(Data provided)
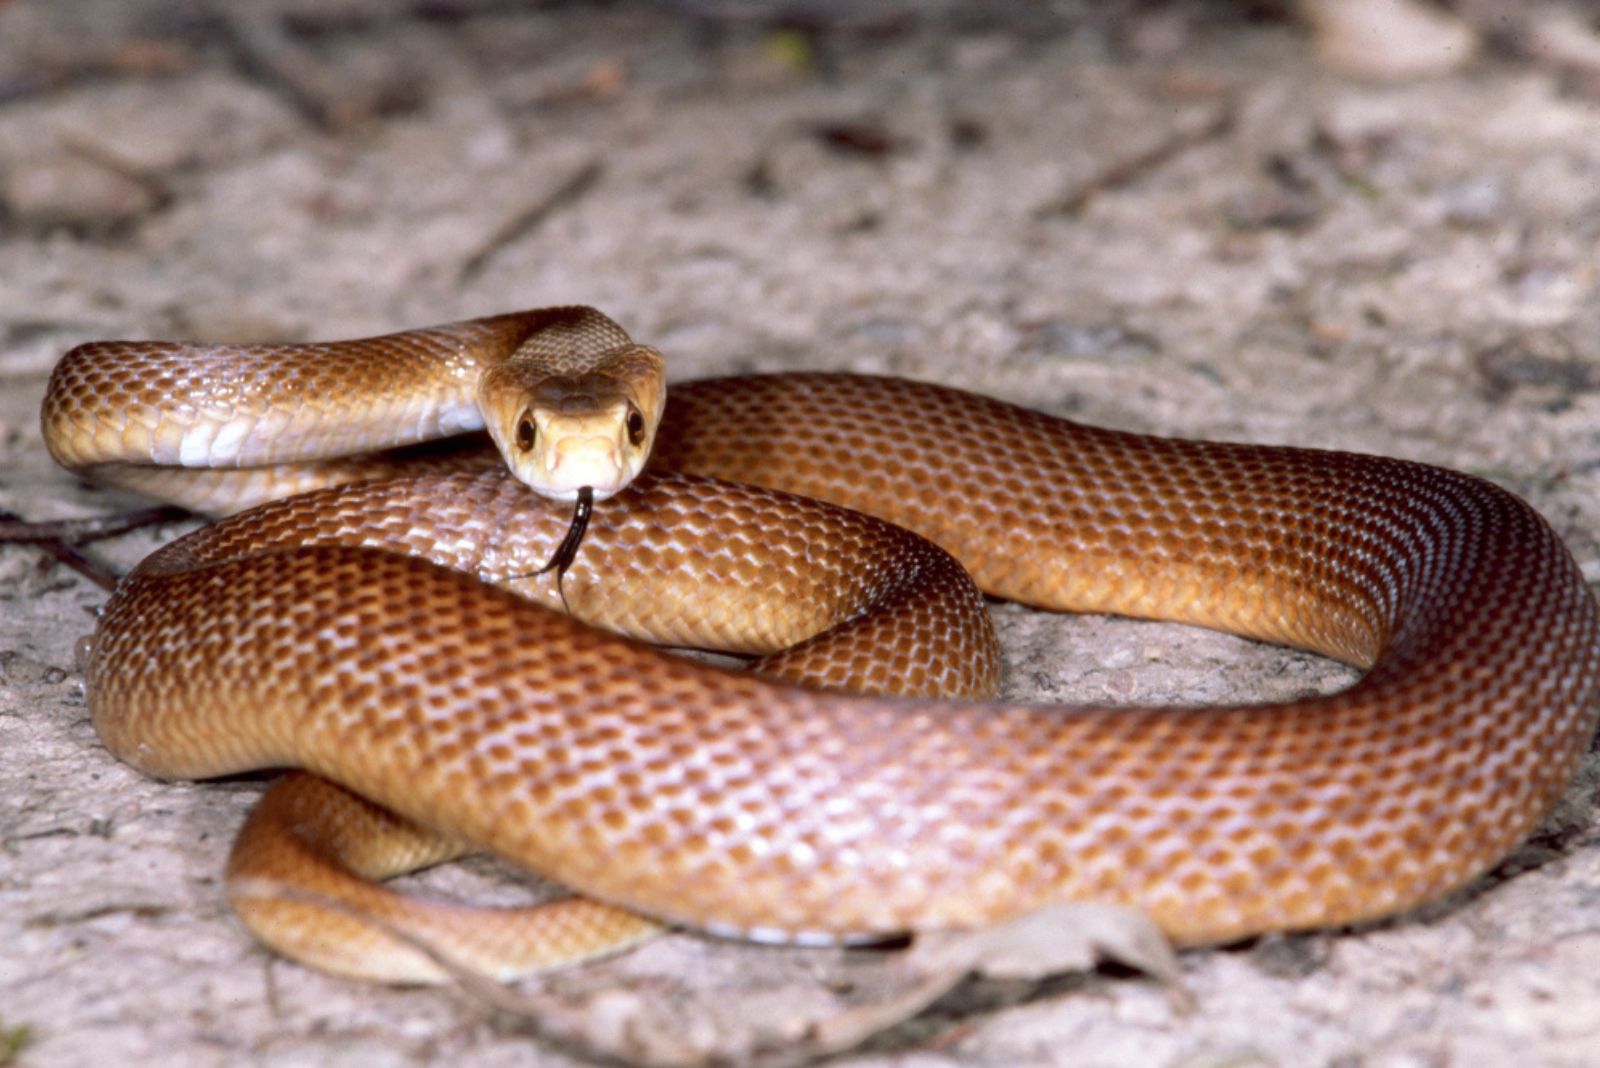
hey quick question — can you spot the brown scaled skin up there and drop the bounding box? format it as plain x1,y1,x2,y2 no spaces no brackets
39,310,1600,981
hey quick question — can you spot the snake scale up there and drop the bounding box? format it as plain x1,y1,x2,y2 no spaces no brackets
39,307,1600,982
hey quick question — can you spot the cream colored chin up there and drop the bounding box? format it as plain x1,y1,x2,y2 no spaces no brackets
516,415,640,501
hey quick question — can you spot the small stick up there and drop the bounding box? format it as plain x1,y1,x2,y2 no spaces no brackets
21,539,121,592
0,505,191,592
56,133,174,209
0,505,190,544
457,160,604,283
222,11,344,129
1034,101,1236,218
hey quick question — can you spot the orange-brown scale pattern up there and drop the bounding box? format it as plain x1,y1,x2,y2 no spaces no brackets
43,314,1600,965
227,772,664,981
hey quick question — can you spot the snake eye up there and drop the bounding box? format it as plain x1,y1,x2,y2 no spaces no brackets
515,411,537,452
625,404,647,448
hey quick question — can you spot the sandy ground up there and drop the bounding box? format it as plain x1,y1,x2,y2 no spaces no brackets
3,1,1600,1065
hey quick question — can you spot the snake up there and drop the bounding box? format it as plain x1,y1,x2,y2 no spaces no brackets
39,306,1600,985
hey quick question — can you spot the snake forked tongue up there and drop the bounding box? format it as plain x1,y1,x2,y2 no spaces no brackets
535,484,594,580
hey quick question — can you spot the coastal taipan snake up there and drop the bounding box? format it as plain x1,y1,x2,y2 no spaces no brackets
38,306,1600,983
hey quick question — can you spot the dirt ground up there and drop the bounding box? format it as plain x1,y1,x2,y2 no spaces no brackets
3,1,1600,1065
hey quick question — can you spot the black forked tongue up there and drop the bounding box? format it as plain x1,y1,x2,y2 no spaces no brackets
536,485,594,581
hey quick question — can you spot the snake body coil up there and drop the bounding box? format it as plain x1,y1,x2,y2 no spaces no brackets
41,310,1600,976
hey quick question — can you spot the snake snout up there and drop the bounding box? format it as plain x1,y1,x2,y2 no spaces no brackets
536,431,628,500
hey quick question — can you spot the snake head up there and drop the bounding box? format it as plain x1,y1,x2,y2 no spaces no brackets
478,345,665,502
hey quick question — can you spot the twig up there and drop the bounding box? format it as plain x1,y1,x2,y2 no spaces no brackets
0,505,191,544
457,160,604,283
56,133,175,210
19,540,120,592
221,11,350,130
1034,101,1237,218
0,505,191,591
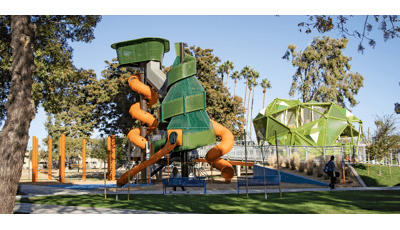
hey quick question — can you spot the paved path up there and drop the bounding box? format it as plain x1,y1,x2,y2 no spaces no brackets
14,184,400,214
13,203,183,214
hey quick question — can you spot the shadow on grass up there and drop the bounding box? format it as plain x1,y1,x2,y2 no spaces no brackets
19,190,400,214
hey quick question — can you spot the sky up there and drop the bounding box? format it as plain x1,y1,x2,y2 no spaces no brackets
2,3,399,150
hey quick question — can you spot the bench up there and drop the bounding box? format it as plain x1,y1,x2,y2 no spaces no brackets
162,177,206,195
237,176,279,194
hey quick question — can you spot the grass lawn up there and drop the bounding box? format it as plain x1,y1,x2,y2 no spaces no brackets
16,190,400,214
352,164,400,187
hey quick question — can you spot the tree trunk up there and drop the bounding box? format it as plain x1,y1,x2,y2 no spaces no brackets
244,77,248,111
226,71,229,89
249,87,255,139
263,90,266,108
234,80,237,98
246,86,252,132
0,15,36,214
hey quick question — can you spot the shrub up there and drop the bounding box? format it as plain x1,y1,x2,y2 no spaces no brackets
290,156,296,170
306,154,315,175
277,155,284,168
268,155,276,167
299,162,305,173
293,153,300,170
285,157,290,168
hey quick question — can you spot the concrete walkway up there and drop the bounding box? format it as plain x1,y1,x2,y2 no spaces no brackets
14,184,400,214
13,203,183,214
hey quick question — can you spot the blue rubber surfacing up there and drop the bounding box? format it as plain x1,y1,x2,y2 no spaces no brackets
253,165,329,186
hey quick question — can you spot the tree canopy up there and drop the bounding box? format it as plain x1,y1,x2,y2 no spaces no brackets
297,15,400,54
0,15,101,125
282,36,364,108
186,45,245,138
367,114,400,161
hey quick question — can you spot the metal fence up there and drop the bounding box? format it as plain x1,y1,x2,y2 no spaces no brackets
197,143,376,165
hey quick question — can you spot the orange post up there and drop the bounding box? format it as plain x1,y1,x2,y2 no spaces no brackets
107,136,111,180
59,134,65,183
48,138,52,180
111,135,115,181
32,136,38,182
82,139,86,181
(End Data provided)
Whatever lies between the line containing "hey quick question — can you spot the orange post" and the final line above, both included, must be returned exactly.

hey quick question — can you spot the orange post up there and drop the bounding box? format it as plain x1,y1,x2,y2 no spaces no brackets
107,136,111,180
59,134,65,183
48,138,52,180
111,135,115,181
32,136,38,182
82,139,86,181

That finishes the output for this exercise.